We cannot even think of approaching anything like Social Justice, unless we first seek Divine Justice. This means we must justly walk hand in hand with our Lord living in a state of Grace. We do this by attending the sacraments, and by charitably correcting our loved ones when they fall into a state of Mortal Sin. If the Soil of our Souls is rocky and full of weeds, then it is no wonder as to how our initiatives, like that of Development and Peace are riddled with grave evils and strange bedfellows.
I will end with an illustration as to how we can properly approach Justice as Catholics.
If we use Jesus and His Church as a means to Social Justice, which we currently tend to, then we are using Our Lord and His Bride to achieve our goals. Our goals may be noble as far as it goes, but they are ours and not necessarily His. Even if the goals are pure, we are still using Jesus, we are using a person to get what we want. We can never uses persons, divine or otherwise, to achieve a goal. Using others is never justified. In fact, John Paul the Great made it very clear that the opposite of Love is not hate, because in order to hate something we must love something else strong enough to hate its enemy, but the opposite of Love is in fact to Use. When Christ encounters St. Paul on the road, He says to him “Saul, Saul, why persecutest thou me?” (Acts 9:4) You see, Christ is indistinguishable from his Church, therefore when we use His Bride for our earthly initiatives, we make it clear that we do not truly love our Messiah. The road to Hell is not paved with major sins or lack of charity, but instead with good intentions. Instead, “Seek ye therefore first the kingdom of God, and his justice, and all these things shall be added unto you.” (Matthew 6:33) We must seek to do God’s will above all else, and we must seek to establish his Kingdom. His Kingdom does not start in bread lines or in fundraising. His Kingdom starts when we seek to build and fortify our own interior castle in order that we may prepare our souls with room for Him to Reign. For our culture, this means that like the Jews, we must go into the spiritual Desert, not only to escape Egypt, but also to rid our souls of Egyptian attachments. We must stop seeking to build structures and start organizations until we have built a Battle Plan against sin and have organized our hearts in God’s direction. Social workers and community organizers will not save the world. Politicians and journalists will not save our souls. It is Jesus and his Saints who will guide us towards heaven. It is Christ alone who will suffice in Justice.

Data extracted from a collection
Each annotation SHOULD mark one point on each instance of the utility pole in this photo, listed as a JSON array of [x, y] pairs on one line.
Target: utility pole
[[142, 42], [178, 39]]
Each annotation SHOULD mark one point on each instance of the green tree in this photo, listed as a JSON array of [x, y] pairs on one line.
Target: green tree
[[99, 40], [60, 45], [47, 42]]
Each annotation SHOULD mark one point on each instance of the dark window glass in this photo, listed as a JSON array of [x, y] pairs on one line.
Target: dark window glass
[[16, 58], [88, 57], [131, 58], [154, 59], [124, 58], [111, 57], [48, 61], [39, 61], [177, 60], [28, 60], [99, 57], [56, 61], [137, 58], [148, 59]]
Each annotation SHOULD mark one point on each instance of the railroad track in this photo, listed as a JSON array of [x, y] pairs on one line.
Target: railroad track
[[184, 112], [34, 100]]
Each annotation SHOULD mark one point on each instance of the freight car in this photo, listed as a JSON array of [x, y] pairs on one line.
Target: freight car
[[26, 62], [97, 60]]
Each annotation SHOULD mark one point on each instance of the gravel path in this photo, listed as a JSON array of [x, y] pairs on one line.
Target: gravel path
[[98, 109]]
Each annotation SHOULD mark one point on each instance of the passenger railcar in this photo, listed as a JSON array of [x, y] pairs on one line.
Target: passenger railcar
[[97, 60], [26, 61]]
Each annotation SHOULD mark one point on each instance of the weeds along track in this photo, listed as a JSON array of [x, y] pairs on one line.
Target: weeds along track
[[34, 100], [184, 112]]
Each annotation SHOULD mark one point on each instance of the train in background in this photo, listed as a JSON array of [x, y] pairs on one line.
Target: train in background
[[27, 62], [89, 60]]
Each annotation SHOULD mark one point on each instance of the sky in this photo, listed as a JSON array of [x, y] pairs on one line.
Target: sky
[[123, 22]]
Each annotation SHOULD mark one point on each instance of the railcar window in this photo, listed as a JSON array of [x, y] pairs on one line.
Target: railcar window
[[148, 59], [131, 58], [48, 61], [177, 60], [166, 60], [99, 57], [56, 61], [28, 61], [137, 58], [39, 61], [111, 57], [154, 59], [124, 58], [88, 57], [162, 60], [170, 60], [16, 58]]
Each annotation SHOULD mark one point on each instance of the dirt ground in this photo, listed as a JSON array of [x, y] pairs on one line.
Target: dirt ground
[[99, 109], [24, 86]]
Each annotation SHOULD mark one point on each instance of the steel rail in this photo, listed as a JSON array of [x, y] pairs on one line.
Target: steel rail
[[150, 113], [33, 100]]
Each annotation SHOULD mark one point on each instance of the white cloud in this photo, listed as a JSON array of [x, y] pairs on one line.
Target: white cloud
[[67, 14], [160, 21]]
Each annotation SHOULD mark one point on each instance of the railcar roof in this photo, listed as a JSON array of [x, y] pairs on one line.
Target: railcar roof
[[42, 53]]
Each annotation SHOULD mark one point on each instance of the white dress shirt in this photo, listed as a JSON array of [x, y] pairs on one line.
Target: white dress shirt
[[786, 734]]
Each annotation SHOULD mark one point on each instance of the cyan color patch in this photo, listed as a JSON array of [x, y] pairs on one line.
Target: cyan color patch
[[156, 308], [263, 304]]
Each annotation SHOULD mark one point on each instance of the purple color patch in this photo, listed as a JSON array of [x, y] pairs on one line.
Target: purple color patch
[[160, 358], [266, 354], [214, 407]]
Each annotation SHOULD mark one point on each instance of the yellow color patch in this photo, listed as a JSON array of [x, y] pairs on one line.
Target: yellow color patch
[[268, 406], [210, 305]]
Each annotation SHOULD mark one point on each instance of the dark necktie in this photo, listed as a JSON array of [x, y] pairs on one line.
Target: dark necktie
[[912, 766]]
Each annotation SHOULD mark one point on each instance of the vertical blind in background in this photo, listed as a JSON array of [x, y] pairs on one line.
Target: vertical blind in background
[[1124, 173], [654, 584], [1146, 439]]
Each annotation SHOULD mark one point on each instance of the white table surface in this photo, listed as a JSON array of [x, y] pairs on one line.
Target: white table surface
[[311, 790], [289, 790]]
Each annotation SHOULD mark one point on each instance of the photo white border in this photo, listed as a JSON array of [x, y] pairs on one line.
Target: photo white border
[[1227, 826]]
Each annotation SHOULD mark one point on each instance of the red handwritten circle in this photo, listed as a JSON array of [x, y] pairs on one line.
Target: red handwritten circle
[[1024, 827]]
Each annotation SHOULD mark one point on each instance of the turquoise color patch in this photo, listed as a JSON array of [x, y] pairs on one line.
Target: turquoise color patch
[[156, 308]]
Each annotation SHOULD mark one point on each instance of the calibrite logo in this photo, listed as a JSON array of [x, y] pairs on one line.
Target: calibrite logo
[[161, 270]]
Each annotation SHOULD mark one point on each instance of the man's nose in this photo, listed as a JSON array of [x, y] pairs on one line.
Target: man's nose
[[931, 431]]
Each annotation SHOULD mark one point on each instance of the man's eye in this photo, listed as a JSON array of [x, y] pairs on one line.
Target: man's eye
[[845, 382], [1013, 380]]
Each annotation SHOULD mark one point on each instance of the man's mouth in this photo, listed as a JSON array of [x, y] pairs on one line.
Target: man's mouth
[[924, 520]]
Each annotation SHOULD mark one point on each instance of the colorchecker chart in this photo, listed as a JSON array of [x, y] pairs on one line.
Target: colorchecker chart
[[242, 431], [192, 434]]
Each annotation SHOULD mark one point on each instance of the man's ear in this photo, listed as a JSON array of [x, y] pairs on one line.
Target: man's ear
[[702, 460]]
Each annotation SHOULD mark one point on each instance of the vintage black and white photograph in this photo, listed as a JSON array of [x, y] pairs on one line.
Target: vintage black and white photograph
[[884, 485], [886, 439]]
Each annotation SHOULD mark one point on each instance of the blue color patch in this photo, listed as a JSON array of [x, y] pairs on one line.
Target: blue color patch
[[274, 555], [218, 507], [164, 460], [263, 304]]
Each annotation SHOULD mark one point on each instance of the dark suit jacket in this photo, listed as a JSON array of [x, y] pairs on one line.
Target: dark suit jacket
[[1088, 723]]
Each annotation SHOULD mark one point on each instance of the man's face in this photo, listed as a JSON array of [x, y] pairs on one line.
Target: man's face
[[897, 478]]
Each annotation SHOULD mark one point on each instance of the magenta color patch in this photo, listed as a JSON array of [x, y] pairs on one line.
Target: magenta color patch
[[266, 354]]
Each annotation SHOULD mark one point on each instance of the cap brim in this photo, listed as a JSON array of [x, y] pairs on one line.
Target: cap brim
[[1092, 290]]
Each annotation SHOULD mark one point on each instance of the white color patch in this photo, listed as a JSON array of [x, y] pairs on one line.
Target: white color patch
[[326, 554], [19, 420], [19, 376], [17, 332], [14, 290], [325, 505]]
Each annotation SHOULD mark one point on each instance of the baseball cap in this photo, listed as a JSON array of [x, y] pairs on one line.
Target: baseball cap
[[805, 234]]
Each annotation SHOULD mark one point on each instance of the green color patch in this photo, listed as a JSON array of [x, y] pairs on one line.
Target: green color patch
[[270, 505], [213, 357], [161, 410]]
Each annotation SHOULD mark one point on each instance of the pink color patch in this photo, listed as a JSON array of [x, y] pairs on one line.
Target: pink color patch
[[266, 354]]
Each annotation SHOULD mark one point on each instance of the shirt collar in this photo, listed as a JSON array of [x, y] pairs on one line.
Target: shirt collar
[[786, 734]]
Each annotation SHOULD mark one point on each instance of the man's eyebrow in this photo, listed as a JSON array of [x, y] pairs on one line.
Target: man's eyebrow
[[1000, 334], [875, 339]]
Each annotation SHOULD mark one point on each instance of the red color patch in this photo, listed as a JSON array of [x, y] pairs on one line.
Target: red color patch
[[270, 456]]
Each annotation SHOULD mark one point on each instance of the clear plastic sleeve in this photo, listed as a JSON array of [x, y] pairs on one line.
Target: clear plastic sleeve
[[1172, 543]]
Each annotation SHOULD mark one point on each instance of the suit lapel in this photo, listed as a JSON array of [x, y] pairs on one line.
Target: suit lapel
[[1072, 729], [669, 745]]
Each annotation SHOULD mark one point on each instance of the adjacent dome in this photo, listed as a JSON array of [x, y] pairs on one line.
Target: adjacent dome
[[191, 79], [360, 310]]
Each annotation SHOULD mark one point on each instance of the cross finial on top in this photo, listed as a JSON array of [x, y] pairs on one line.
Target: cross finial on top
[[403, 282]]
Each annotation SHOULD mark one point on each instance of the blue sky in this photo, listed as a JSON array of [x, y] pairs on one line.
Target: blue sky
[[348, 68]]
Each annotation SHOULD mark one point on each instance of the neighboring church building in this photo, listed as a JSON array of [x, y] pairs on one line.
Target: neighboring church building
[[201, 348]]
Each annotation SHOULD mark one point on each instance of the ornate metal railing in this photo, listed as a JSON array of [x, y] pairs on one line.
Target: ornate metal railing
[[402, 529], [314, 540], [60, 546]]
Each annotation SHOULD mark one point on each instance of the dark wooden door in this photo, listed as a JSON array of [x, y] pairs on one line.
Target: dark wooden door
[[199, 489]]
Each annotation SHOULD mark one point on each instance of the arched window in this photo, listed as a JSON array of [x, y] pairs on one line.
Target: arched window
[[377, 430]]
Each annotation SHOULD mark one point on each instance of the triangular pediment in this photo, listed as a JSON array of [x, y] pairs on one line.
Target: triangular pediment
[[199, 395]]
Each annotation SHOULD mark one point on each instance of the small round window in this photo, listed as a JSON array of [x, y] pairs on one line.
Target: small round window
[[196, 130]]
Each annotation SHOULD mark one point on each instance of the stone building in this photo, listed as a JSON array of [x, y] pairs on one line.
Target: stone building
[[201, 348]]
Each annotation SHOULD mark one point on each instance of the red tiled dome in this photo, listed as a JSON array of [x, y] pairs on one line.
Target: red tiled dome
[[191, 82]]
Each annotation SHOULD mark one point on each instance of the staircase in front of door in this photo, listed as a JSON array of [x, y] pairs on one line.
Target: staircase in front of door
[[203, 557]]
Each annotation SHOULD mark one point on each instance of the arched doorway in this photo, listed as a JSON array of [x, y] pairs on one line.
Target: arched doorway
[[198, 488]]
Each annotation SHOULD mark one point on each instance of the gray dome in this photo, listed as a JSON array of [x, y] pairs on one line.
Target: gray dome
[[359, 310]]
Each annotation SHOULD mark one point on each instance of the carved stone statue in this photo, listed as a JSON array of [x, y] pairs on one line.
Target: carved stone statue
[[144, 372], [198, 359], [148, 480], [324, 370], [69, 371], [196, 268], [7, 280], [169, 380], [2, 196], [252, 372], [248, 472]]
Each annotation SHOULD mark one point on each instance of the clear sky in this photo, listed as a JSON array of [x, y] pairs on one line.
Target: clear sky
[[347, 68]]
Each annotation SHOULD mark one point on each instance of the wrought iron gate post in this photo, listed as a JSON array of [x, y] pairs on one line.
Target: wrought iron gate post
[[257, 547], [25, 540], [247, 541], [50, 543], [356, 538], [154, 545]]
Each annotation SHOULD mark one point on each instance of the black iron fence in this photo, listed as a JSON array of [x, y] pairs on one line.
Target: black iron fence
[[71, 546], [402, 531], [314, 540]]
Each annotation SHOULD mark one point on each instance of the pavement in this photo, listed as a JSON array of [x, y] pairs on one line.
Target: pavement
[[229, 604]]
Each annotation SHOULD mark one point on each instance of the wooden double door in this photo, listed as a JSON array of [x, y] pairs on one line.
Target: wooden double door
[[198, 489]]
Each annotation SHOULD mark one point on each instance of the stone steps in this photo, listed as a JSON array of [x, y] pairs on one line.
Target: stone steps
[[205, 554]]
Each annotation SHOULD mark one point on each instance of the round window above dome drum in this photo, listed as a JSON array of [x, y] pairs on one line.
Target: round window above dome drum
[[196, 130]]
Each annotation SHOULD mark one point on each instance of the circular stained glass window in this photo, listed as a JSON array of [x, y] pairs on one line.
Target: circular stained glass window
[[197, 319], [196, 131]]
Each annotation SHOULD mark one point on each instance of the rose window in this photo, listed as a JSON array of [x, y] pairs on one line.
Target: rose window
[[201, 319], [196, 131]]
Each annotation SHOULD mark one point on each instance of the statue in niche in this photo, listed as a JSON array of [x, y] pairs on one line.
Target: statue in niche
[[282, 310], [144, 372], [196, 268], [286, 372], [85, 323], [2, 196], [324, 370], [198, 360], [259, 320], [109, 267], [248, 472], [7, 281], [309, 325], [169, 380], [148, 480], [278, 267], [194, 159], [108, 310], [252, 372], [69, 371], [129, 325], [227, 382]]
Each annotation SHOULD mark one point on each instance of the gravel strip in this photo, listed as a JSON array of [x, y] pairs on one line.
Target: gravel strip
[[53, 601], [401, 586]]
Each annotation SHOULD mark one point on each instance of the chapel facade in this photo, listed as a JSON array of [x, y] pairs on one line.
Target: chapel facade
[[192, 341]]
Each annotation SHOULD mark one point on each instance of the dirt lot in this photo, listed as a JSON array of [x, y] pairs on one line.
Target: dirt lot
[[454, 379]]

#### Problem details:
Summarize the text on Catholics and justice above in three sentences.

#### Expected answer:
The text argues that Catholics cannot approach Social Justice unless they first seek Divine Justice by living in a state of Grace, attending the sacraments and charitably correcting loved ones in Mortal Sin. It warns that using Jesus and His Church as a means to Social Justice is using a person, which John Paul the Great called the opposite of Love. It says God's Kingdom starts not in bread lines or fundraising but when we fortify our own interior castle so He may reign, because Christ alone will suffice in Justice.